++++ EXTRACT PROVIDED ++++
An exclusive excerpt from Rasheed Kidwai’s 'Leaders, Politicians, Citizens' on how Jyoti Basu joined the league of great PMs India never had

RASHEED KIDWAI Published 26.04.22, 04:47 PM
Some observers believe Jyoti Basu was in the same league as Sardar Vallabhbhai Patel and Pranab Mukherjee — great PMs India never had

Some observers believe Jyoti Basu was in the same league as Sardar Vallabhbhai Patel and Pranab Mukherjee — great PMs India never had Image tweeted by @TanujSinghDU

Writing about Indian politics is always a daunting task, not least because of the complexity of the canvas. It becomes more complex when it’s about some individuals who in their own way have left a lasting impression. Where the attempt becomes even more difficult is when those being written about have moved on, because the dead cannot speak for themselves.
++++
▶ **EXERCISE AIM**: In the excerpt about Jyoti Basu, repeat everything from "An exclusive excerpt" down to "speak for themselves.".
++++ INFORMATION GIVEN ++++
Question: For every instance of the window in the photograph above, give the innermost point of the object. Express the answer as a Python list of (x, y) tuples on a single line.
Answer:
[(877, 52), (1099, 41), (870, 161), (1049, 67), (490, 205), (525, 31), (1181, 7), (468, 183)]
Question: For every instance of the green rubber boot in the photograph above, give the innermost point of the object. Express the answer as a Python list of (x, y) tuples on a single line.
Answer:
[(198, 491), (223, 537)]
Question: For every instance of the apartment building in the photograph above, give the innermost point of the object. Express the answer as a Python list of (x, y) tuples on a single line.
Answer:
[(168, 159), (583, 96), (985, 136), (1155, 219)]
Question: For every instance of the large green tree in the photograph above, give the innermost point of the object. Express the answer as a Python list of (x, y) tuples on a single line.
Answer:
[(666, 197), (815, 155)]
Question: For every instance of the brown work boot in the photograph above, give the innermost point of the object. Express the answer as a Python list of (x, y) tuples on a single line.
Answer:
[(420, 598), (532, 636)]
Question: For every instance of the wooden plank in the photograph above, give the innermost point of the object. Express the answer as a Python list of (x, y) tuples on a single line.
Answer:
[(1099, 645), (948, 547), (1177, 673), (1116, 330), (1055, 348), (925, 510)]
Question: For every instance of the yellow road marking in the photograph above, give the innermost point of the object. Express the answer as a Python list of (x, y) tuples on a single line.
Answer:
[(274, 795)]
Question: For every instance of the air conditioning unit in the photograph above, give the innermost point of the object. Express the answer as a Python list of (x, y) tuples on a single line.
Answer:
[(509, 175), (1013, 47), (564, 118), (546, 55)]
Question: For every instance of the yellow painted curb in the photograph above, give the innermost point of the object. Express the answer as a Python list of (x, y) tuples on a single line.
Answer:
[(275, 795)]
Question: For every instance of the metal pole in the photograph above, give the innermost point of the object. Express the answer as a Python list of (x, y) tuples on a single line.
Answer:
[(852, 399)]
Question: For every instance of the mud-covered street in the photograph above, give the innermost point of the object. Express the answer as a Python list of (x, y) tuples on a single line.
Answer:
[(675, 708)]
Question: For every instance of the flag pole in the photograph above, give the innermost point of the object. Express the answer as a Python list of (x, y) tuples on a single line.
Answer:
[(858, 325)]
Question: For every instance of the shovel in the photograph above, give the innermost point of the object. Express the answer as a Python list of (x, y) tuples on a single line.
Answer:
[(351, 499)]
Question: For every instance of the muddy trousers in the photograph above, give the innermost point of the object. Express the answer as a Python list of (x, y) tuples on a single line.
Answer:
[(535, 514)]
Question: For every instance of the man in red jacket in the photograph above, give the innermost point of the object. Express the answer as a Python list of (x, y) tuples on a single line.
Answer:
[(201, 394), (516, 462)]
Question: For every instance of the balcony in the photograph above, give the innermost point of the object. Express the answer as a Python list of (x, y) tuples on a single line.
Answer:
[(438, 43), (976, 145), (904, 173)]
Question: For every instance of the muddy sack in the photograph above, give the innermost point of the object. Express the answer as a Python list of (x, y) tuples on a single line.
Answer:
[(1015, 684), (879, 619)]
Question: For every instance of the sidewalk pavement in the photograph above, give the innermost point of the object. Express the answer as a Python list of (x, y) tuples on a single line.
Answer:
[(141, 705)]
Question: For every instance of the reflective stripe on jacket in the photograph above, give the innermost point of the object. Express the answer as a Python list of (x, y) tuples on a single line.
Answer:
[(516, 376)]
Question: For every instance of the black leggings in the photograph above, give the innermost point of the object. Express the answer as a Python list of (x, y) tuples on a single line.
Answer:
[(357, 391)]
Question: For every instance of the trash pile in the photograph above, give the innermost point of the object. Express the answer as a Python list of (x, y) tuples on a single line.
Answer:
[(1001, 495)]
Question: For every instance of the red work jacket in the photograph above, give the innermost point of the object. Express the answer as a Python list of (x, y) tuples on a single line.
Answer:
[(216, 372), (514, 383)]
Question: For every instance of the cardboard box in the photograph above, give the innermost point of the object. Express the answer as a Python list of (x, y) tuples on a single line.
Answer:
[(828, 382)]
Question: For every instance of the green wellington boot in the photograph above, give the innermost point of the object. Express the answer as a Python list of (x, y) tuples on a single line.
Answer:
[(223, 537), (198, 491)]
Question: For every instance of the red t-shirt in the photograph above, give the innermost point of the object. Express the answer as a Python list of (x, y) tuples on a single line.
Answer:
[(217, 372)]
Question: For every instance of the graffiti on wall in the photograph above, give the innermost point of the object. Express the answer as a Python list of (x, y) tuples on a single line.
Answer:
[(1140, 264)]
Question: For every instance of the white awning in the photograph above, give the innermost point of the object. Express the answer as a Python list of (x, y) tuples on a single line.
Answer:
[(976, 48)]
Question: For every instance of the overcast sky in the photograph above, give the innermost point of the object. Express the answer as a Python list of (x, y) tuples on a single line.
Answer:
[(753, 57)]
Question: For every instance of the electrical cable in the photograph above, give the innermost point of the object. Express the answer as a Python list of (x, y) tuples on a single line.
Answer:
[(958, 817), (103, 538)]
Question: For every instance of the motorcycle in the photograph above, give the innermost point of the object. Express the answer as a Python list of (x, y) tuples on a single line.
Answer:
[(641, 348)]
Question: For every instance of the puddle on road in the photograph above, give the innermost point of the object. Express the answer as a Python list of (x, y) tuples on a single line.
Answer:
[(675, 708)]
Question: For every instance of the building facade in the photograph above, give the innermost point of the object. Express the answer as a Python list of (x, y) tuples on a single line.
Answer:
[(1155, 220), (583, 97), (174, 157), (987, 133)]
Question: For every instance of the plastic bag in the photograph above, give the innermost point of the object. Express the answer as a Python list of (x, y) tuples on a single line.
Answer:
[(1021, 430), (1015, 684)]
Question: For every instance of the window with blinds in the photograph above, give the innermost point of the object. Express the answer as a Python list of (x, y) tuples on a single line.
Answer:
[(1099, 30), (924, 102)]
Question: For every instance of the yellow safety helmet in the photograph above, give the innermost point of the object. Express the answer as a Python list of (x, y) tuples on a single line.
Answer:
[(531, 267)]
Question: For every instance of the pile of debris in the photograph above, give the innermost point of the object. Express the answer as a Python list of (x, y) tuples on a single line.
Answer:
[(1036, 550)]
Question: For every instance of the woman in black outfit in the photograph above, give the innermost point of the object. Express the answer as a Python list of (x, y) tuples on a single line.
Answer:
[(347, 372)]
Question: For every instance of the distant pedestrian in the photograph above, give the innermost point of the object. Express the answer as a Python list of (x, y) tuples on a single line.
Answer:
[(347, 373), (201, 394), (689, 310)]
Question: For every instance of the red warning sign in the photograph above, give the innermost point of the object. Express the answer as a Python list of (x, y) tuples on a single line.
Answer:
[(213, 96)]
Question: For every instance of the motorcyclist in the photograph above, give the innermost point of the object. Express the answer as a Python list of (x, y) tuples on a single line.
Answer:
++++
▶ **WRITTEN SOLUTION**:
An exclusive excerpt from Rasheed Kidwai’s 'Leaders, Politicians, Citizens' on how Jyoti Basu joined the league of great PMs India never had

RASHEED KIDWAI Published 26.04.22, 04:47 PM
Some observers believe Jyoti Basu was in the same league as Sardar Vallabhbhai Patel and Pranab Mukherjee — great PMs India never had

Some observers believe Jyoti Basu was in the same league as Sardar Vallabhbhai Patel and Pranab Mukherjee — great PMs India never had Image tweeted by @TanujSinghDU

Writing about Indian politics is always a daunting task, not least because of the complexity of the canvas. It becomes more complex when it’s about some individuals who in their own way have left a lasting impression. Where the attempt becomes even more difficult is when those being written about have moved on, because the dead cannot speak for themselves.